Report each line of the entries below that includes "hand".
-----
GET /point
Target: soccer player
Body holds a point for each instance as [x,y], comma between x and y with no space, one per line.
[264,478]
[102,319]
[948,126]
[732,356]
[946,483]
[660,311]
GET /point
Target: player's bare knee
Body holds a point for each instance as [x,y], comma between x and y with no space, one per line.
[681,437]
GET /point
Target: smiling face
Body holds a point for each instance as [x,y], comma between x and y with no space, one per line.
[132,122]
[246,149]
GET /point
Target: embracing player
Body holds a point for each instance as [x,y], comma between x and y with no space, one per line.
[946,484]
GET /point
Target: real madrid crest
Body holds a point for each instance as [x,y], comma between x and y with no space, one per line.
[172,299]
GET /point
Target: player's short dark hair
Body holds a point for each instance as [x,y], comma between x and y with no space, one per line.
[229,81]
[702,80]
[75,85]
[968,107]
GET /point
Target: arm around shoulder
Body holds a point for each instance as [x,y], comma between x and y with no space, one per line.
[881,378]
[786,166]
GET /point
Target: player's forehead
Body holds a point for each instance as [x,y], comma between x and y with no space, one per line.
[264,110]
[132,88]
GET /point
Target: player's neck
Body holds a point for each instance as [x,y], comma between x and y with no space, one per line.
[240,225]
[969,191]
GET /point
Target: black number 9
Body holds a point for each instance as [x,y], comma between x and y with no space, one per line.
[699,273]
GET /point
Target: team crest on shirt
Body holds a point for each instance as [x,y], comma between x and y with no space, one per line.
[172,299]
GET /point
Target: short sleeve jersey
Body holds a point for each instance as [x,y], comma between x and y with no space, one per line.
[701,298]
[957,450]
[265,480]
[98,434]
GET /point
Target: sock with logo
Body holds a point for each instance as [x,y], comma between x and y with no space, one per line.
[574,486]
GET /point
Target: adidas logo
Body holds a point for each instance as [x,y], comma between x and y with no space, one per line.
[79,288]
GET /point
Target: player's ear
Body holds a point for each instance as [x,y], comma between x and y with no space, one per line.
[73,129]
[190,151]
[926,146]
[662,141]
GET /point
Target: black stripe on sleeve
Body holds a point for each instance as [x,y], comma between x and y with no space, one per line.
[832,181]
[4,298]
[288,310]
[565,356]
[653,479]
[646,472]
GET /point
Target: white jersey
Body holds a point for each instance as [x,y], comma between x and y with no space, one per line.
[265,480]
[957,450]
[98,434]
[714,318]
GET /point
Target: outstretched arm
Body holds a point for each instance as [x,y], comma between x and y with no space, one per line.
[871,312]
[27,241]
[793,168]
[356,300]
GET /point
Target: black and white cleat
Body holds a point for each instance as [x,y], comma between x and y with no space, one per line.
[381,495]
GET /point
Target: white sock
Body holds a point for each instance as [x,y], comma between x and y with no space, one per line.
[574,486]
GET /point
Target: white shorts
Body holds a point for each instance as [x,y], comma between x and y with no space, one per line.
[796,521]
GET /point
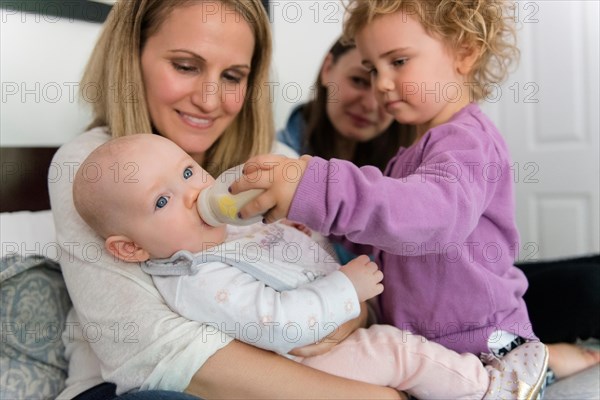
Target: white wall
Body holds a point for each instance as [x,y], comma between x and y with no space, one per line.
[41,61]
[303,31]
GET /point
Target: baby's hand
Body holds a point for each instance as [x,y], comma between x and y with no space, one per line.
[365,276]
[297,225]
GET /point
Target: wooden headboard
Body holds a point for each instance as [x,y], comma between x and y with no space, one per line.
[24,174]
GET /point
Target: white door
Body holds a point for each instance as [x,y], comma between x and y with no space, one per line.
[548,110]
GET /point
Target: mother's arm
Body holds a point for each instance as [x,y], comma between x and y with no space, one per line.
[239,370]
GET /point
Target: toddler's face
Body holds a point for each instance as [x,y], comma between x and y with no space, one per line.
[159,200]
[414,74]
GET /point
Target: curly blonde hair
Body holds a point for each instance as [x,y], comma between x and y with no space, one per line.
[487,25]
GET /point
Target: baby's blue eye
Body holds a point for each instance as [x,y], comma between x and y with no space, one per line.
[161,202]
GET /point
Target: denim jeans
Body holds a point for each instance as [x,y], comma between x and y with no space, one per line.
[106,391]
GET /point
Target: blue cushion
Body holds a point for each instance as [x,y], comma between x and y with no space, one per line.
[33,306]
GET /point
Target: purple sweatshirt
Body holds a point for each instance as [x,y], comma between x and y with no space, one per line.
[442,223]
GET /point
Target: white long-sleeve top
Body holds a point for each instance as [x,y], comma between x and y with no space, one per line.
[273,287]
[121,329]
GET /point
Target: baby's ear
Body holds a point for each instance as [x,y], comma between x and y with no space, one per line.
[466,56]
[125,249]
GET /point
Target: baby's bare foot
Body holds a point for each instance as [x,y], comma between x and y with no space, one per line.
[567,359]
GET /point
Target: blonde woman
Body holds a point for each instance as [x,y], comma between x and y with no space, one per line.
[191,71]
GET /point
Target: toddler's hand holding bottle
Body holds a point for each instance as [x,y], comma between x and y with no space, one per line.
[365,276]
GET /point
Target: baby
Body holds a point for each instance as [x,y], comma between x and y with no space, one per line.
[270,286]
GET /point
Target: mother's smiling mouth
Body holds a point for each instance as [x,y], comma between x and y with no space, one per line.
[196,121]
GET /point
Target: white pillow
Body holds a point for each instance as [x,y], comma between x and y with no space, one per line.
[28,233]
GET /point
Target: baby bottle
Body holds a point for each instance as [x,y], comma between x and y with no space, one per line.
[217,206]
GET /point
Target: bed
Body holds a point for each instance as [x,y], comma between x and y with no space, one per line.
[34,299]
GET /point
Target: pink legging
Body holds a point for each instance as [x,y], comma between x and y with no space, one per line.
[386,356]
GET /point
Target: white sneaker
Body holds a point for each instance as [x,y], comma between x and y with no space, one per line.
[520,374]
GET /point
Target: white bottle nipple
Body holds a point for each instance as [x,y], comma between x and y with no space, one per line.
[217,206]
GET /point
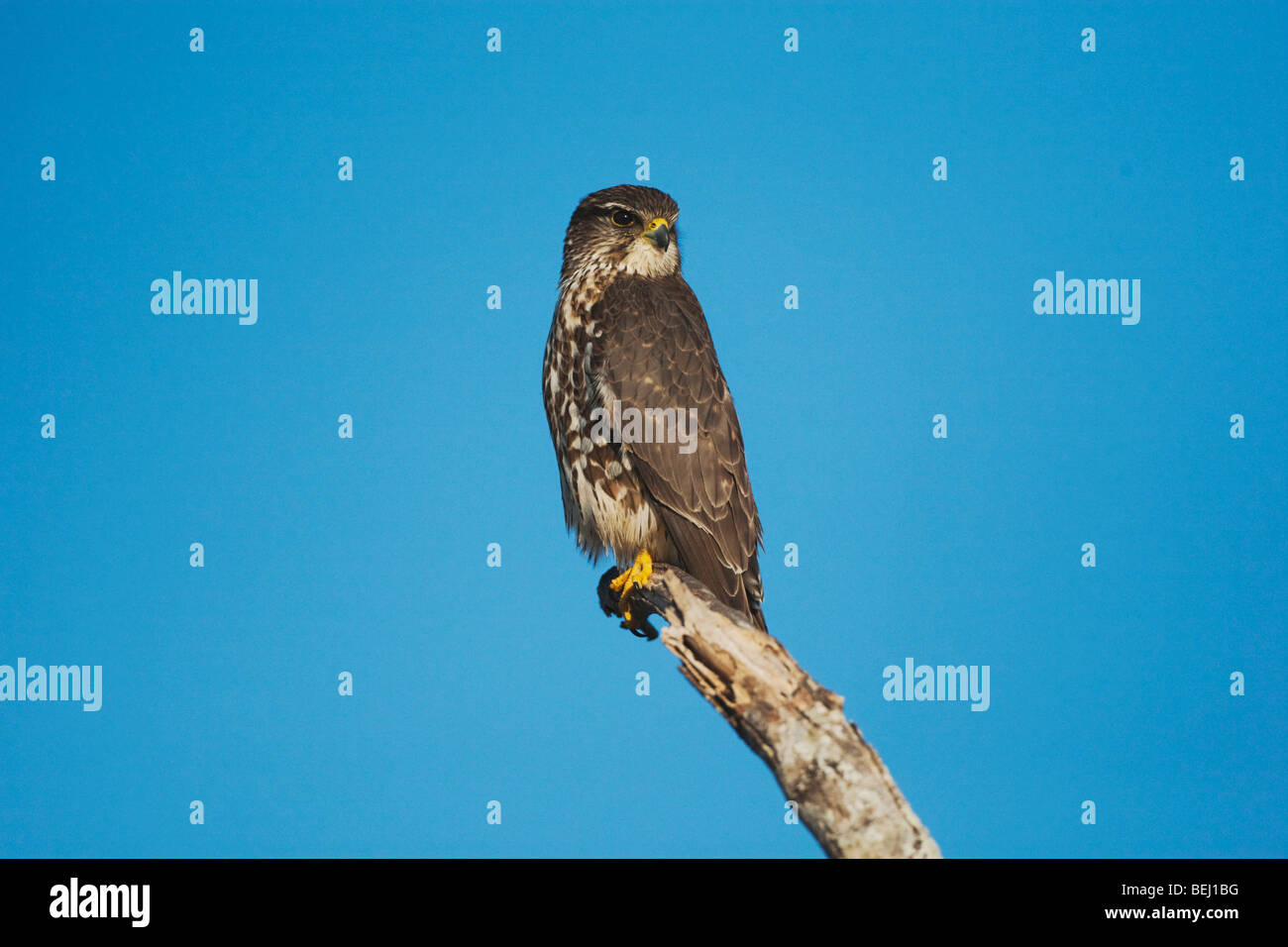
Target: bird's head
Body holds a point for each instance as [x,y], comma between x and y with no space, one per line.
[623,228]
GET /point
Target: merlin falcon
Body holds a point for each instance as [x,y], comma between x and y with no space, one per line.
[629,342]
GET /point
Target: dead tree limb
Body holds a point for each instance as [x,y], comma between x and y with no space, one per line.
[844,792]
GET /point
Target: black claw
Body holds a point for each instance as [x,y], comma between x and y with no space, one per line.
[610,600]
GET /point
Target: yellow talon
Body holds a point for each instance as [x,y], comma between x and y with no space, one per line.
[635,578]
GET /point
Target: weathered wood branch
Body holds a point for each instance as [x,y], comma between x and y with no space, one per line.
[844,792]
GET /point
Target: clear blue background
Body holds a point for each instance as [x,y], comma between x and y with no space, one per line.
[369,556]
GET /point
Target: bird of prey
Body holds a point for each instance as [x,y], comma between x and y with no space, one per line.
[649,447]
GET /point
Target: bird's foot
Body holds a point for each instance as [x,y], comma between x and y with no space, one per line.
[616,595]
[635,578]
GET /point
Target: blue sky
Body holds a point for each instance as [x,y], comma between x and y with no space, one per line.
[370,554]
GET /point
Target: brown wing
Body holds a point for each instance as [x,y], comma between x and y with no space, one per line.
[656,352]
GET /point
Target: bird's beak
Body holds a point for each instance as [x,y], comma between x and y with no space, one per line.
[658,234]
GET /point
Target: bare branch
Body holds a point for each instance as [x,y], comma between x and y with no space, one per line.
[844,792]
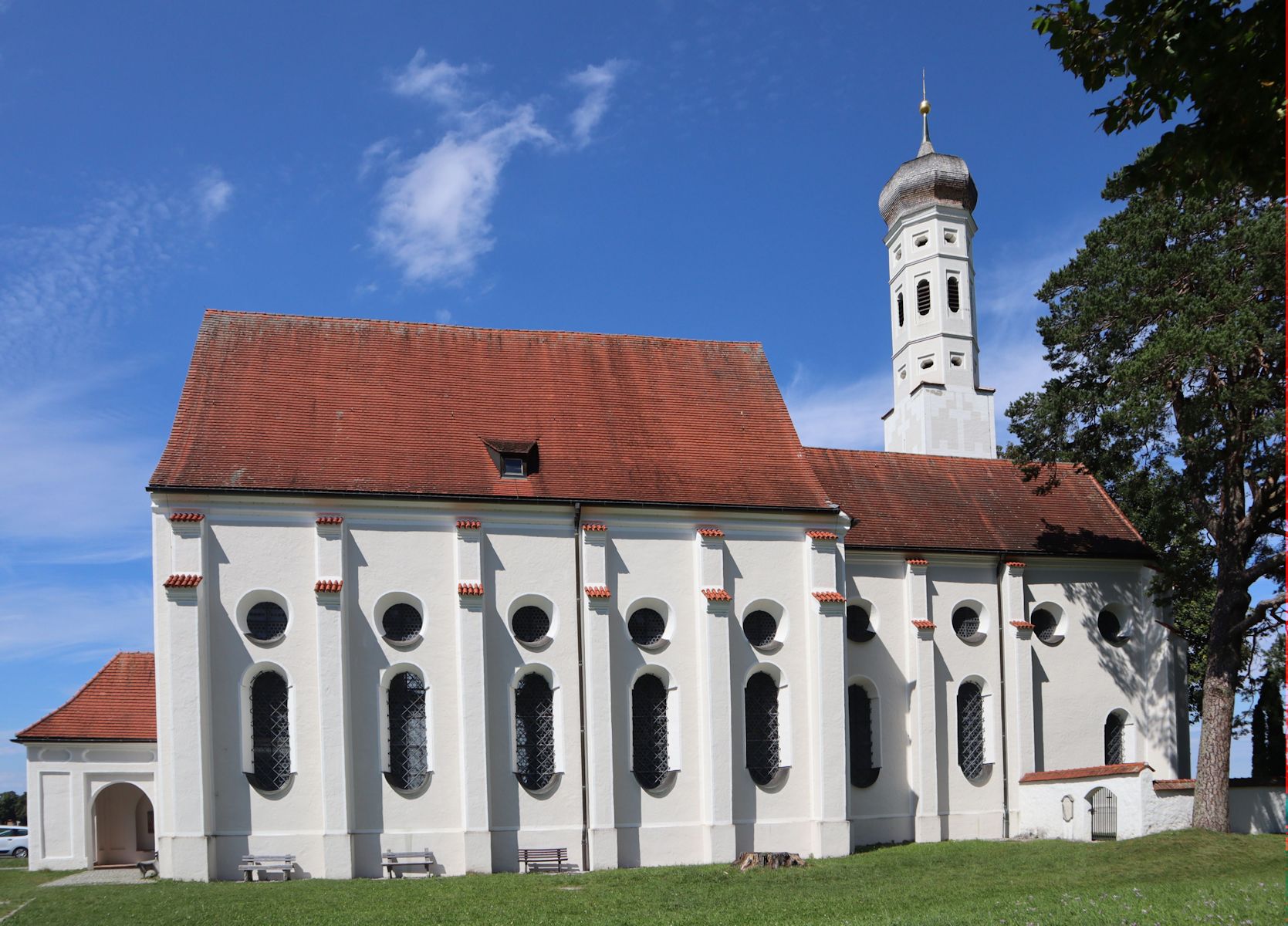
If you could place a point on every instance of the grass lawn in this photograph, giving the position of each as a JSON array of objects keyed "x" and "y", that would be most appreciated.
-----
== EXERCISE RESULT ==
Target: baby's hand
Target: toddler's hand holding bottle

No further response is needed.